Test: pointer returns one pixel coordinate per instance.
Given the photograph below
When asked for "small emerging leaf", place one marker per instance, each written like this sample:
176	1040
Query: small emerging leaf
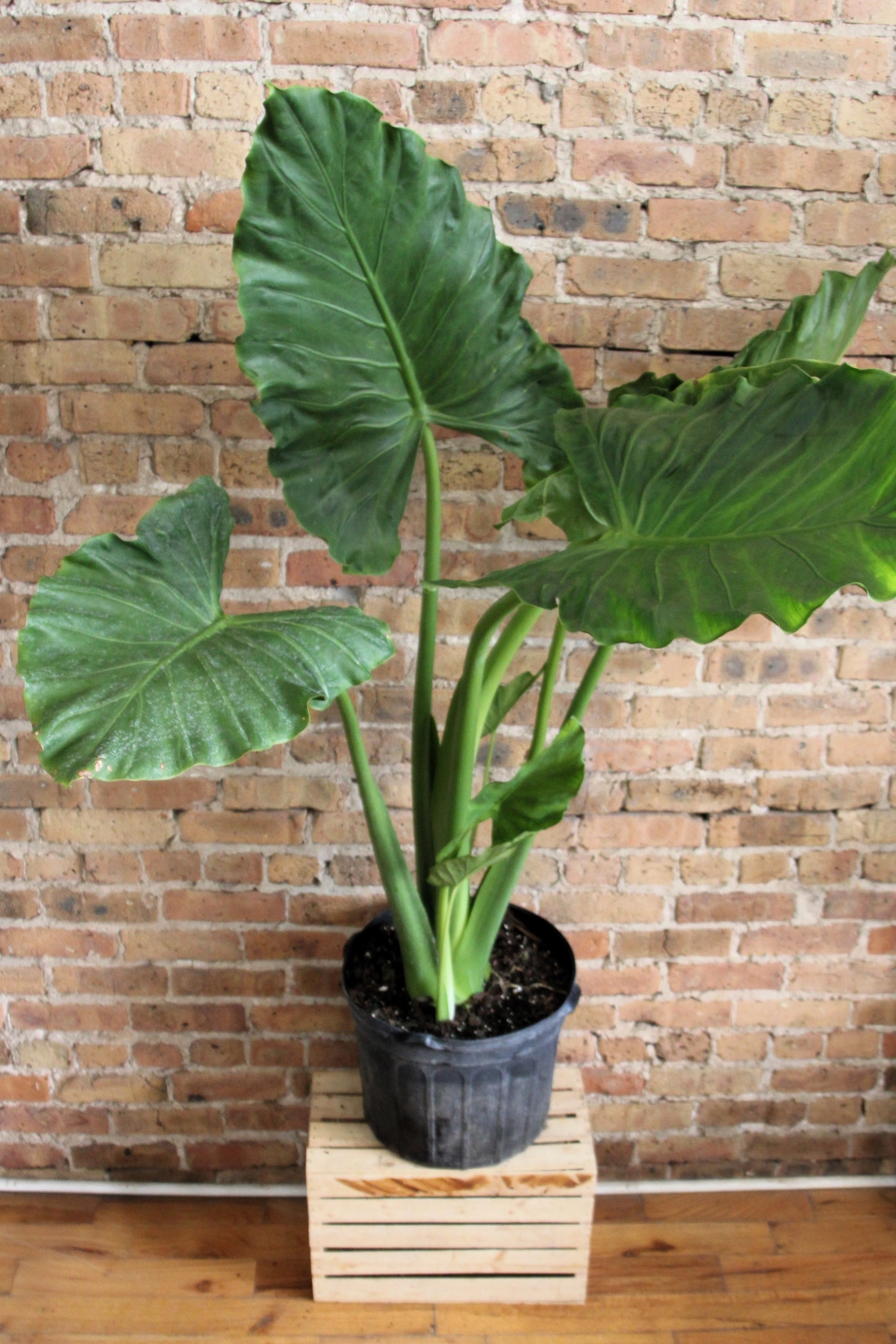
506	698
538	795
132	670
452	873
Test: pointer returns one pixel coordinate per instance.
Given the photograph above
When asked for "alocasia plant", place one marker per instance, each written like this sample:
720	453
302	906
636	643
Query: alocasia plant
379	304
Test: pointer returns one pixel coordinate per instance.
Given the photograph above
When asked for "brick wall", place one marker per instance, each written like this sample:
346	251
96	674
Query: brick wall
674	171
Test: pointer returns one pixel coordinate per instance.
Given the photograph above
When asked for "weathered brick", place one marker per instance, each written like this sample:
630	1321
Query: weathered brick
43	156
217	213
805	169
68	362
445	101
167	265
655	47
35	264
129	413
716	222
18	319
19	96
185	38
751	276
648	163
562	218
315	43
806	56
175	154
96	210
668	109
155	93
116	318
617	276
81	94
65	38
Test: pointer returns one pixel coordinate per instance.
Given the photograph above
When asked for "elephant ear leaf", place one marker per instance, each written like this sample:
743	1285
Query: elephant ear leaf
535	799
506	698
377	300
820	326
761	497
134	671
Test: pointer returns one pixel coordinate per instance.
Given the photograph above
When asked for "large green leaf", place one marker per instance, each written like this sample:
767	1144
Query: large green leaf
132	670
506	698
377	300
535	799
816	330
820	326
765	494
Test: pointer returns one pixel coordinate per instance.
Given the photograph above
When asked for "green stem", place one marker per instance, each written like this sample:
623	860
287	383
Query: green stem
546	695
460	746
422	764
461	740
412	923
589	683
445	1000
503	654
473	949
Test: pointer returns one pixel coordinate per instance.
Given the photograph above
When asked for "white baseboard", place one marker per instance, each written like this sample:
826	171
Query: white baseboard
22	1186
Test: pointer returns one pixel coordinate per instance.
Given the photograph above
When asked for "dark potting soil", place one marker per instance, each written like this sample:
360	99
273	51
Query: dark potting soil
527	984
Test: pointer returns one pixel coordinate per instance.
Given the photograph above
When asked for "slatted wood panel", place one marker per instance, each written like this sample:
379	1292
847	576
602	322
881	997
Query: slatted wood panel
386	1230
664	1270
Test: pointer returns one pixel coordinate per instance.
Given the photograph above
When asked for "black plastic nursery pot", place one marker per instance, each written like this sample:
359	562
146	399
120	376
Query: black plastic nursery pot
460	1103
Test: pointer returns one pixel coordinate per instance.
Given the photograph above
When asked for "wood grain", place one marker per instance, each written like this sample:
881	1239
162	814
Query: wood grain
762	1268
527	1236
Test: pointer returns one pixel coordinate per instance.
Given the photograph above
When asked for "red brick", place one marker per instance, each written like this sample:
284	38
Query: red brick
314	43
653	47
22	415
236	420
217	213
70	38
129	413
477	43
195	365
26	514
806	56
185	38
33	264
239	1155
641	279
18	319
152	93
719	221
794	166
43	156
649	163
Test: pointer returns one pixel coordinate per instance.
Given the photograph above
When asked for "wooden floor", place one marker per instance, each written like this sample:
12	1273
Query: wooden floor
784	1268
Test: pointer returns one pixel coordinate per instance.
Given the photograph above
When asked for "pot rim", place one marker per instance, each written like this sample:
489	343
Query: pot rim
389	1031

## Task description
Omit pictures; set down the rest of the material word for word.

## Answer for this exercise
Test: pointer returns one pixel coordinate per instance.
Given the photograph below
When asked for "small emerging leaf", place one marker per instance, each written like this sample:
176	1040
Query: small emerging leaf
506	698
538	795
132	670
452	873
Test: pointer returns one pixel coordinate per instance.
Given the photograph above
When asked for "alocasia plant", place one marker per instance, each written like this sample:
720	453
302	906
636	643
Query: alocasia plant
379	304
Test: pointer returns one pixel coordinate per instance.
Given the photograph above
When asked for "brick wall", place one marker per instance, each written like this sample:
346	251
96	674
Query: brick wall
674	171
Test: pointer returns one pixel coordinate per instance.
Given the photograph above
When asked for "weathered brick", place one marker per instance, each written like this sample:
630	1321
Query: weathered brick
43	156
217	213
805	169
68	362
445	101
167	265
655	47
35	264
129	413
716	222
18	319
19	96
185	38
751	276
648	163
562	218
315	43
806	56
175	154
96	210
668	109
155	93
116	318
617	276
81	94
65	38
Test: pointer returns one pixel coordinate per instance.
Given the photograph above
When asked for "elephant ear leaf", place one marker per instance, each written like this sample:
743	1285
Query: elephant ear leaf
535	799
506	698
377	300
820	326
761	497
134	671
Test: pointer returns one pixel coordinate per instance.
Given the photograph above
When asked for "large green leaf", place one marker per instance, each written like this sample:
767	1144
Query: large green leaf
132	670
506	698
377	300
535	799
816	330
820	326
765	494
Test: pointer returns one pixel coordinate per instance.
Given the photograph above
When asked for "green stem", place one marker per instance, each written like this sample:
623	860
287	383
Query: green stem
546	695
460	746
422	764
461	740
412	923
589	683
445	1000
503	654
473	949
Test: pointer returns one pixel coordinate per instance.
Given the photograph above
When asked for "white baseboard", place one marker per instance, each written like this sample:
826	171
Query: white baseboard
22	1186
Test: pointer returns one pixel coordinate per instance.
Given the photograph above
When asked for "dark potting soil", place one marker per instance, each written like this sample:
360	99
273	51
Query: dark potting soil
527	984
Test: pointer returns one pixel coordinate per instance.
Given the photograph above
When asked for "slatted wood panel", place one marker per instance, each written like this sample:
379	1292
847	576
602	322
881	997
Query: slatted wood panel
386	1230
664	1270
Test: pointer returns one pixel coordinate per instance.
Given the photograph above
When asked for "black plastic nursery pot", place one marker per instance, each written like this sample:
359	562
146	399
120	376
Query: black plastic nursery pot
460	1103
Test: pointer returns one pixel coordinate per instance.
Given the photograph above
When asked for "wood grain", place one marker per instance, each written like this sample:
881	1239
162	814
Query: wood grain
762	1268
527	1236
Test: pointer returns one pixel coordinate per instance.
Given the photograph above
When asked for "red brick", place one marker per instance, each written like this sample:
284	38
Query: red brick
314	43
653	47
22	415
236	420
217	213
70	38
129	413
477	43
195	365
26	514
806	56
185	38
33	264
239	1155
641	279
18	319
152	93
719	221
794	166
43	156
649	163
Test: pointer returns one pixel coordinate per instance.
Given the photograph above
When asked for "wooden floor", place one marker per instance, each written like this sample:
12	1273
Query: wooden floor
784	1268
Test: pointer returns one pixel coordinate per instance.
Given the photograph above
When asked for "pot rim", place one marker per instance, each written like this sample:
489	343
Query: pot rim
389	1031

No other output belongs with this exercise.